(EXERCISE TASKS)
a - Decide whether each statement below agrees with the text on solar electricity costs, and answer yes or no, quoting the deciding words of that text: (i) The writer lived off the grid for three years on a houseboat with solar power in Fiji. (ii) Solar cells account for about half the cost of an industrial-sized solar power plant. (iii) Operations and maintenance for solar cost 2 cents a kilowatt-hour.
b - Quote from the text on solar electricity costs the passage that begins at the words "So why is this" and stops after the words "the best option.".
c - Extend the text on solar electricity costs, continuing from its final sentence in the same argumentative voice.

(TEXT EXCERPT)
/---
So why is this chart such bad news for solar electricity? It’s bad news because it shows that solar won’t become cheap enough to be competitive in the open market any time in the near future. Here’s why.

Now, please don’t get me wrong about solar. I lived off the grid for three years on a houseboat with solar power in Fiji, collecting sunshine and drinking rainwater. I am a solar enthusiast and advocate, there are lots of places where it is the best option.

But not on the grid. It’s too expensive.

Yes, it’s true that the sunshine fuel is free. And the operations and maintenance is cheap, 2 cents a kilowatt-hour. And as backers are always claiming, it’s the only technology where the capital cost is falling rather than rising, as the price of solar cells drops.

But here’s the problem. Solar cell prices have already fallen so far that only about thirty percent or so of the cost of an industrial-sized solar power plant is solar cells. The rest is inverters, and wiring, and racks to hold the cells, and the control room and controls, and power conditioners, and clearing huge areas of land, and giant circuit breakers, and roads to access the cells, and the site office, and half a cent for the transmission lines from the remote locations, and labor to transport and install and wire up and connect and test all of the above, and …

That means that out of the twenty cents of capital costs for solar, only about six cents is panel costs. Let us suppose that at some future date solar panels become, as they say, “cheap as chips”. Suppose instead of six cents per kWh of produced power, they drop all the way down to the ridiculous price of one US penny, one cent per kilowatt-hour. Very unlikely in the next few decades, but let’s take best case. That would save five cents per kWh.
\---
(DATA RECORDS)
/---
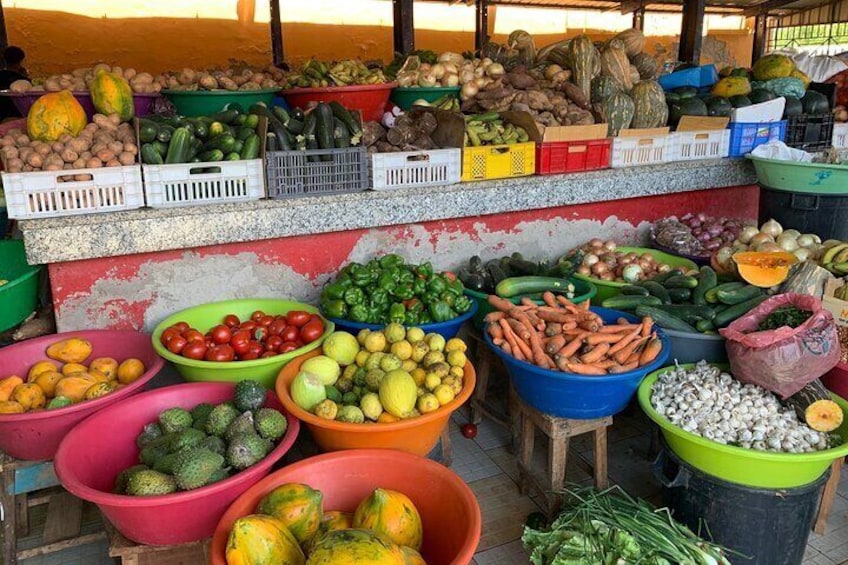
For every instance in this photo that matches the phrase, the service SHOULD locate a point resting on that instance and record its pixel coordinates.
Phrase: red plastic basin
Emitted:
\---
/---
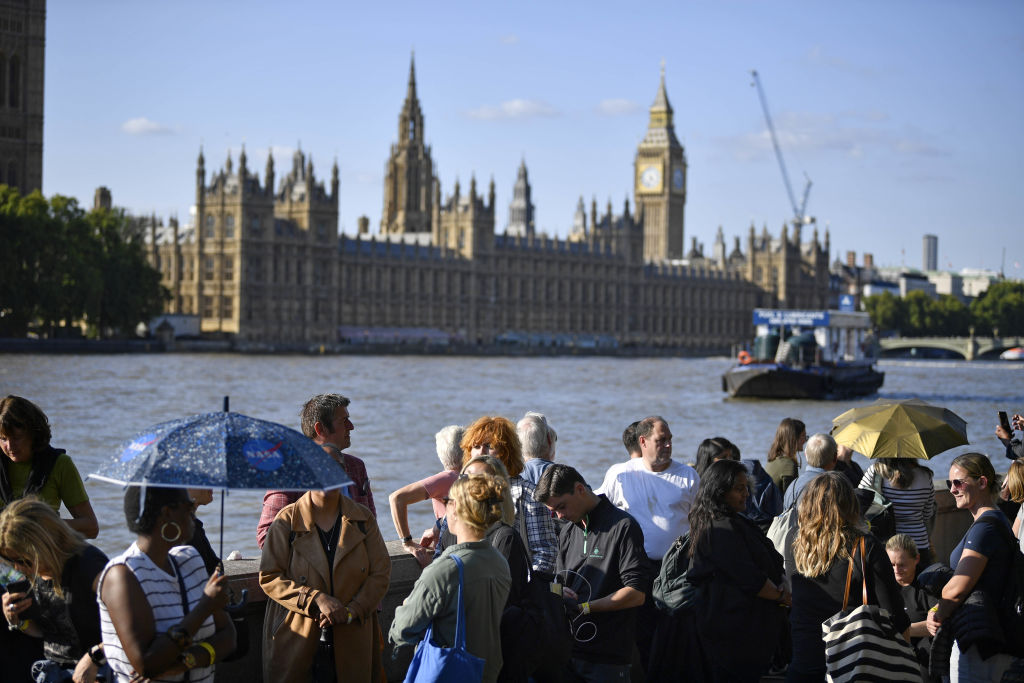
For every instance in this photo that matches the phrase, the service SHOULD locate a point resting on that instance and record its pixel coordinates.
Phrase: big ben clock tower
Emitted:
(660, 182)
\---
/---
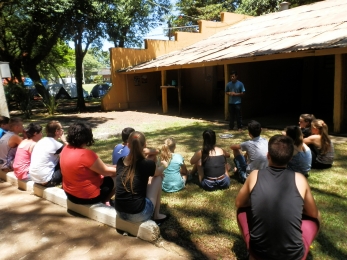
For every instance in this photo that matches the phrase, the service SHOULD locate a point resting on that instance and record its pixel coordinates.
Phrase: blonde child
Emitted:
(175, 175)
\---
(TASK-BY-TASK RESULTS)
a -
(i) Yes: "I lived off the grid for three years on a houseboat with solar power in Fiji"
(ii) No: "only about thirty percent or so of the cost of an industrial-sized solar power plant is solar cells"
(iii) Yes: "And the operations and maintenance is cheap, 2 cents a kilowatt-hour."

b -
So why is this chart such bad news for solar electricity? It’s bad news because it shows that solar won’t become cheap enough to be competitive in the open market any time in the near future. Here’s why.

Now, please don’t get me wrong about solar. I lived off the grid for three years on a houseboat with solar power in Fiji, collecting sunshine and drinking rainwater. I am a solar enthusiast and advocate, there are lots of places where it is the best option.

c -
The problem is that instead of 22¢ per kWh, the whole solar electric system at that point would have a levelized cost of 17¢ per kWh … and that is still two and a half times the price of the least expensive option, an advanced combination cycle gas turbine.

Finally, this doesn’t include the fact that when you add an intermittent source like solar to an electrical grid, you have to add conventional power for backup as well. This is so you will be sure to still have power during the time when the sun doesn’t shine. Even if you never use it, the backup power will increase the cost of the solar installation by at least the capital cost of the gas plant, which is about two cents per kWh. That brings the levelized cost of solar, IF panels dropped to a levelized cost of only one penny per kWh, and IF the backup generation were never used, to 19¢ per kWh … and that’s way more than anything but offshore wind and solar thermal.

However, it gets worse from there. The cost of fuel for the gas advanced cycle power plant is only about 4 cents per kWh. So even if gas prices triple (which is extremely unlikely given the advent of fracking), the gas plant cost will still only be about 14¢ per kWh, which is still well below even the most wildly optimistic solar costs.

And that means that the dream of economically powering the grid with solar in the near future is just that—an unattainable dream. The idea that we are just helping solar get on its feet is not true. The claim that in the future solar electricity will be economical without subsidies is a chimera.

w.

PS—On a totally separate issue, I suspect that the maintenance costs for wind power are underestimated in the report, that in fact they are higher than the EIA folks assume. For example, both wind and water are free, and the EIA claims that wind and hydro have the same operation and maintenance cost of about one cent per kWh.

But with hydro (or almost any other conventional technology) you only need to maintain one really big generator on the ground.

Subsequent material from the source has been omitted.